▸ 課題:
A: 土地の相続放棄の記事によると、相続放棄された土地の相続権は誰に移りますか。
B: 次の(i)〜(iii)が土地の相続放棄の記事の内容と合っているか、それぞれ「はい」か「いいえ」で答え、決め手になる記事の言葉をそのまま引用してください。
(i) 相続放棄をすると、法律上、初めから相続人ではなかったことになる。
(ii) 相続順位の第2順位は兄弟姉妹である。
(iii) 配偶者は常に法定相続人になる。
C: 土地の相続放棄の記事の続きを、最後に示された行のあとから書いてください。

▸ 記事の抜粋:
◇ ◇ ◇
遺言・遺産相続の弁護士コラム

土地を相続放棄することはできる!放棄する流れや注意点をわかりやすく解説

相続放棄・限定承認

相続することになった土地が必要ない場合は、相続放棄によって手放すことができます。
しかし、土地の相続放棄ではいくつか注意しなければならないことがあり、「相続放棄さえすれば全部済むだろう」と安易に考えるべきではありません。

このページでは、土地を相続放棄する際の注意点や流れ、相続人全員が相続放棄した場合の対処法などを解説しています。
不要な土地を相続する予定があり困っている方は、ぜひ参考になさってください。

この記事でわかること
  1. 土地を相続放棄する際の注意点
  2. 土地を相続放棄するまでの流れ
  3. 土地を相続放棄できなくなるケース

土地を相続放棄することはできる

土地の相続が発生したとき、相続放棄によってその土地を手放すことができます。そして、法律上、初めから相続人ではなかったことになります。

そして相続放棄された土地は、次の「相続順位」の相続人に相続権が移ります。
相続順位とは、遺産を誰が優先して受け取るかについて、法律が定めた順番のことで、以下のように定められています。

配偶者(※配偶者はもっとも優先順位が高く、常に法定相続人になります)
第1順位:子、孫(直系卑属)
第2順位:父母、祖父母(直系尊属)
第3順位:兄弟姉妹、甥・姪(傍系血族)
◇ ◇ ◇
▸ データ一覧:
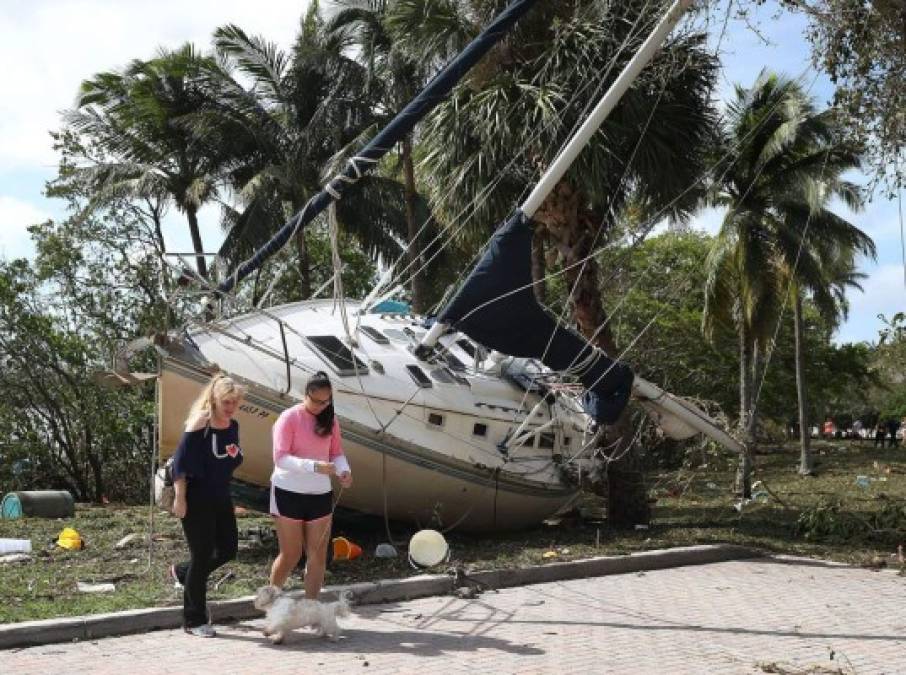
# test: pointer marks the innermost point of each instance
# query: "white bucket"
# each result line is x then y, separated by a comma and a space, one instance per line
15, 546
◇ ◇ ◇
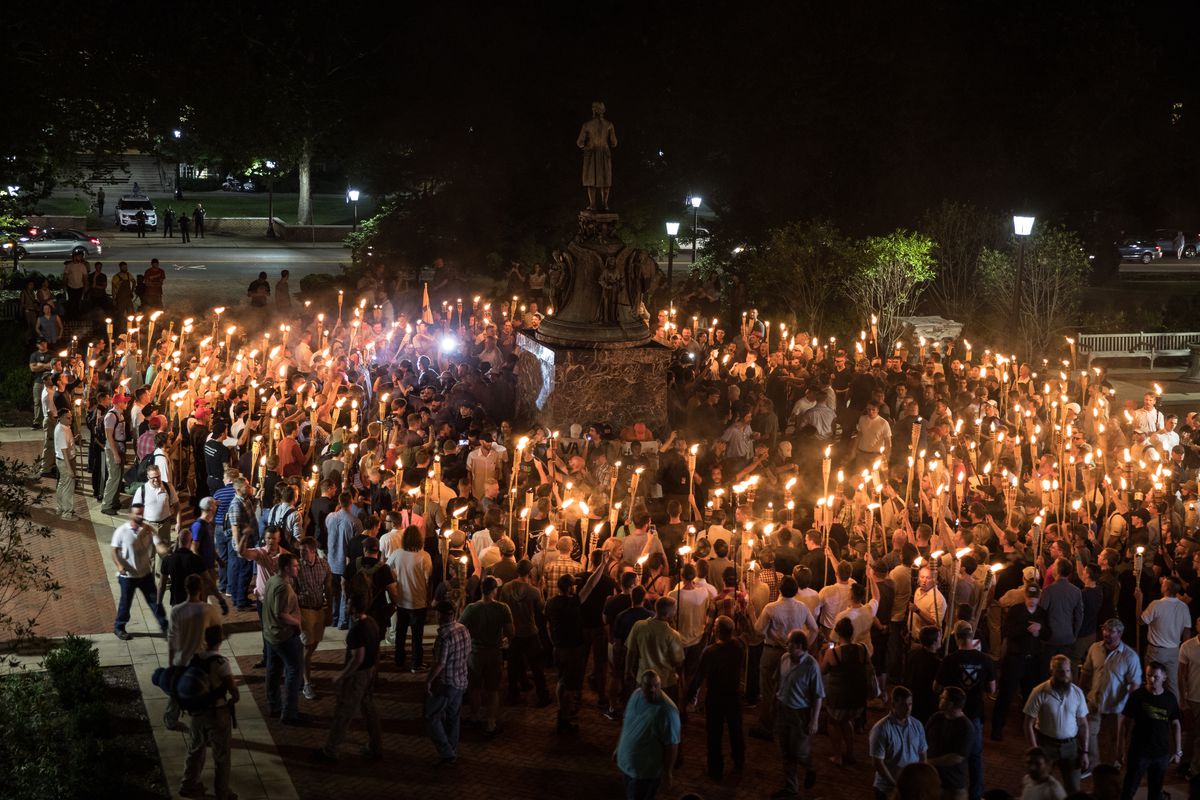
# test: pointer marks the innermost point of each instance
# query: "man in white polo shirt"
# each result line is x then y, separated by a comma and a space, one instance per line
◇ ◇ ◇
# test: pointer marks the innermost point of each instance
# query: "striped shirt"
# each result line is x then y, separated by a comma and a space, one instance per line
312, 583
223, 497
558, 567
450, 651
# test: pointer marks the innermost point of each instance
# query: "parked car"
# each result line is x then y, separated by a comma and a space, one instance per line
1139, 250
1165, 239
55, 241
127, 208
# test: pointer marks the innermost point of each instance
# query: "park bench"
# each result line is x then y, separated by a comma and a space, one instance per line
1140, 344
◇ ◇ ◇
▸ 各課題の答え:
A: 次の「相続順位」の相続人に移ります。

B:
(i) はい。「法律上、初めから相続人ではなかったことになります」
(ii) いいえ。「第2順位:父母、祖父母(直系尊属)」
(iii) はい。「配偶者はもっとも優先順位が高く、常に法定相続人になります」

C:
法定相続人の範囲と相続順位の図

たとえば、被相続人Aさん名義の土地が残された場合、まずはAさんの子が土地を相続するか検討することになります。そして子が相続放棄を選択すると、Aさんのご両親に引き継がれ、さらにご両親も相続放棄をすれば、次はAさんのご兄弟が…といったイメージです。

ほかの財産まで放棄することになる

土地を相続放棄する場合はデメリットもあり、ほかの相続財産まですべて手放すことになります。
つまり、土地だけを相続放棄することはできないのです。

土地を相続して所有するだけだと、固定資産税の支払いや、定期的な管理が大きな負担になります。売却などができるなら別ですが、そうでない場合は相続放棄することもやむを得ないでしょう。
しかし、ほかの相続財産にそれ以上の価値があれば、相続放棄するほうが損になるケースもあるため、十分に検討しなければなりません。

相続放棄以外で土地を手放す方法もある

不要な土地を相続したくない場合は、相続放棄以外にも以下のような対応策があります。

  • 売却する
  • 自治体に寄付する
  • 相続土地国庫帰属制度を利用する

とはいえ、相続放棄を考えている時点で、売却という方法は困難な状況かもしれません。もし買い手が見つからずにお困りなら、各自治体が運営する「空き地バンク」の利用も検討しましょう。
売り手と買い手が直接やり取りをできるため、不動産業者と違って仲介手数料がかからず、買い手が見つかりやすくなる可能性があります。
また寄付については、必ずしもできるわけではありません。立地などの条件次第では断られる可能性も十分あります。

相続土地国庫帰属制度」とは、相続などによって取得した土地を国に引き取ってもらえる制度のことです。ただし制度の利用にはいくつか条件がありますので、詳細は法務省のWebサイトをご覧ください。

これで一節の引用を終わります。